# SHORT TASK 1:
In the blog excerpt below, in what year did the Washington State legislature pass a bill to stay on Daylight Savings Time year round?

# EXCERPTED PASSAGE:
First, balancing the research and the writing. There is the delight in finding out new information about Silvia and facts about where she went to school and worked. Most of this information, while personally gratifying, will never be used in the book, and I have to limit the research time in order to keep writing. Secondly, making choices about story, structure, and voice. I need to take my Tante Silvia’s situation and shape that material into a story that will be compelling to a disinterested reader. But which story, highlighted by which elements of her life? In what form? In what kind of voice? Each of these components of craft influence the others and I’m looking for the best match. And thirdly, how much of this book is biography versus memoir? In other words, how much is the narrator also developed as a character in this section? Do I interject related memories and events from the future? Or stay firmly in the late 1920s and early 1930s? I don’t know yet.

All of which is to say I need to not get bogged down in these challenges but keep writing so the story, structure, and voice can reveal themselves more fully which in turn will make clear what research is required and how much of myself needs to be present.

What challenges have you been facing in your creative work? To me, creative work includes, among many others, such activities as gardening, cooking, quilting, etc. Do you have strategies for dealing with those challenges?

Me and Tante Silvia, circa mid-1970s

Wonder: Most people want to stop falling back and springing forward, temporally speaking. So why, you may wonder, did we yet again this month move the clocks forward? In 2019, the Washington State legislature passed a bill to remain year round on Daylight Savings Time. But to do so requires the approval of the federal government, which hasn’t taken action. The last two years a bipartisan group of  Washington State senators put forth a bill to have the state remain on Standard Time, which doesn’t require the approval of the federal government. I’m team Standard Time and was disappointed to learn that the bill never made it out of committee. For more on my year-round time preference, check out my March 9th Facebook post.

How do you feel about the time changes—love, hate, or indifferent? Which time do you prefer to remain on, or do you enjoy the shifting of the clocks?

Windows: These hellebores are a philosophical bunch of navel gazers with beautiful faces not easily seen.

# DATA SHOWN:
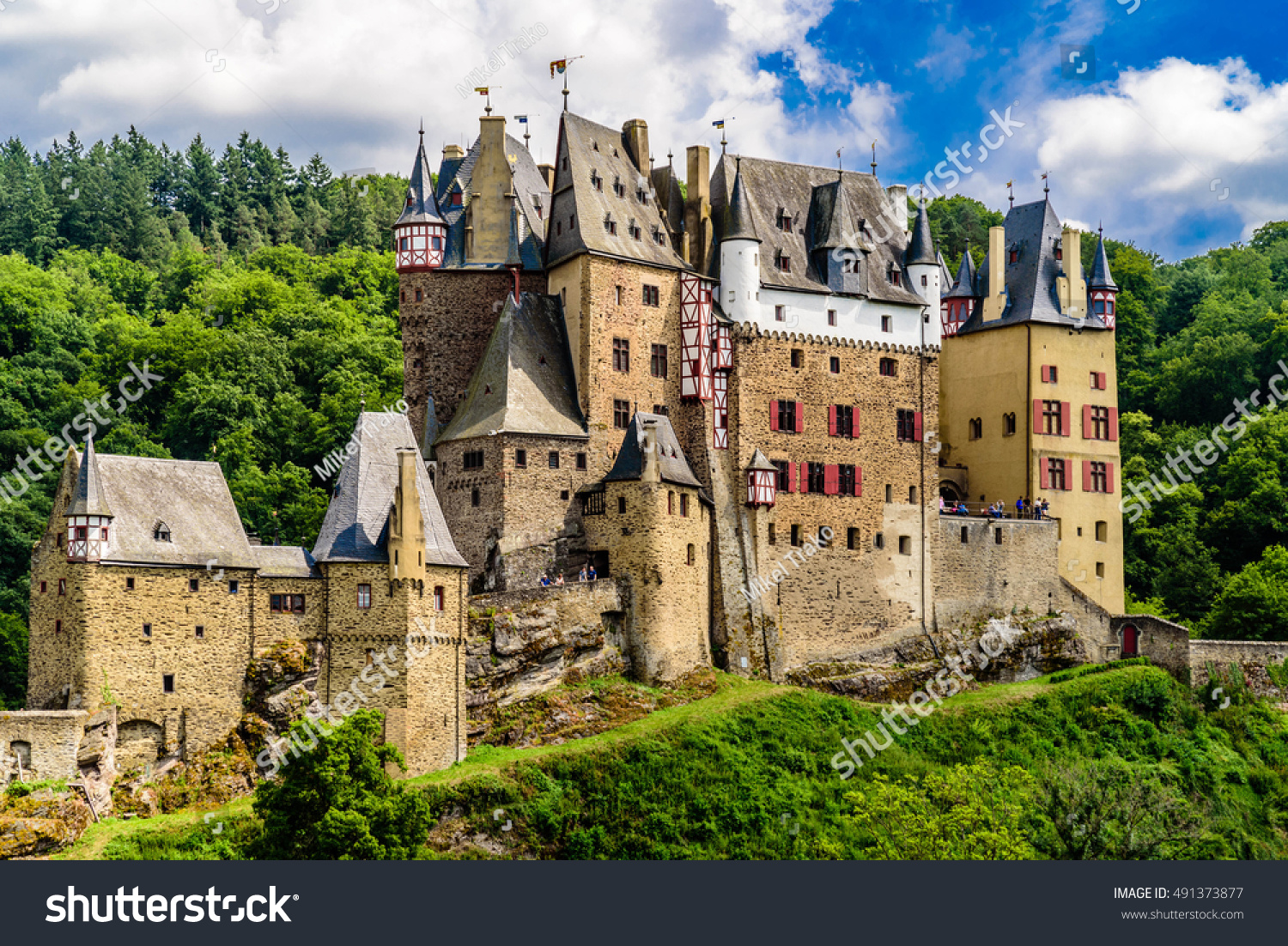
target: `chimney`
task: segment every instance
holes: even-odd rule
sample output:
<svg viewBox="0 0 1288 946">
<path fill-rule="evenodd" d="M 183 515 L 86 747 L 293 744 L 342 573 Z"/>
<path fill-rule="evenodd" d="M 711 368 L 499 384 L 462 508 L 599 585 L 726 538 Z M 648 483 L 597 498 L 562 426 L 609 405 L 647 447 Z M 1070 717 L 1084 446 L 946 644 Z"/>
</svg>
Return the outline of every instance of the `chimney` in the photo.
<svg viewBox="0 0 1288 946">
<path fill-rule="evenodd" d="M 706 272 L 711 252 L 711 149 L 705 144 L 688 148 L 688 179 L 684 199 L 685 261 Z"/>
<path fill-rule="evenodd" d="M 635 162 L 635 170 L 647 175 L 649 170 L 648 122 L 643 118 L 631 118 L 622 125 L 622 140 L 626 143 L 631 161 Z"/>
<path fill-rule="evenodd" d="M 1006 309 L 1006 228 L 988 228 L 988 296 L 984 322 L 996 322 Z"/>
</svg>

# SHORT TASK 2:
Put every line of the entries above into a Markdown table with the columns Row and Line, giving each line a row number. Leave out blank lines and the pictures.

# RESPONSE 1:
2019

# RESPONSE 2:
| Row | Line |
|---|---|
| 1 | target: `chimney` |
| 2 | task: segment every instance |
| 3 | holes: even-odd rule |
| 4 | sample output: |
| 5 | <svg viewBox="0 0 1288 946"> |
| 6 | <path fill-rule="evenodd" d="M 183 515 L 86 747 L 293 744 L 342 573 Z"/> |
| 7 | <path fill-rule="evenodd" d="M 711 368 L 499 384 L 462 508 L 599 585 L 726 538 Z M 648 483 L 597 498 L 562 426 L 609 405 L 647 447 Z M 1070 717 L 1084 446 L 946 644 Z"/> |
| 8 | </svg> |
| 9 | Return the outline of every instance of the `chimney` in the photo. |
| 10 | <svg viewBox="0 0 1288 946"> |
| 11 | <path fill-rule="evenodd" d="M 706 272 L 711 252 L 711 149 L 705 144 L 688 148 L 688 179 L 684 199 L 685 261 Z"/> |
| 12 | <path fill-rule="evenodd" d="M 635 162 L 635 170 L 647 175 L 649 170 L 648 122 L 643 118 L 631 118 L 622 125 L 622 140 L 626 143 L 631 161 Z"/> |
| 13 | <path fill-rule="evenodd" d="M 1006 309 L 1006 228 L 988 228 L 988 296 L 984 322 L 996 322 Z"/> |
| 14 | </svg> |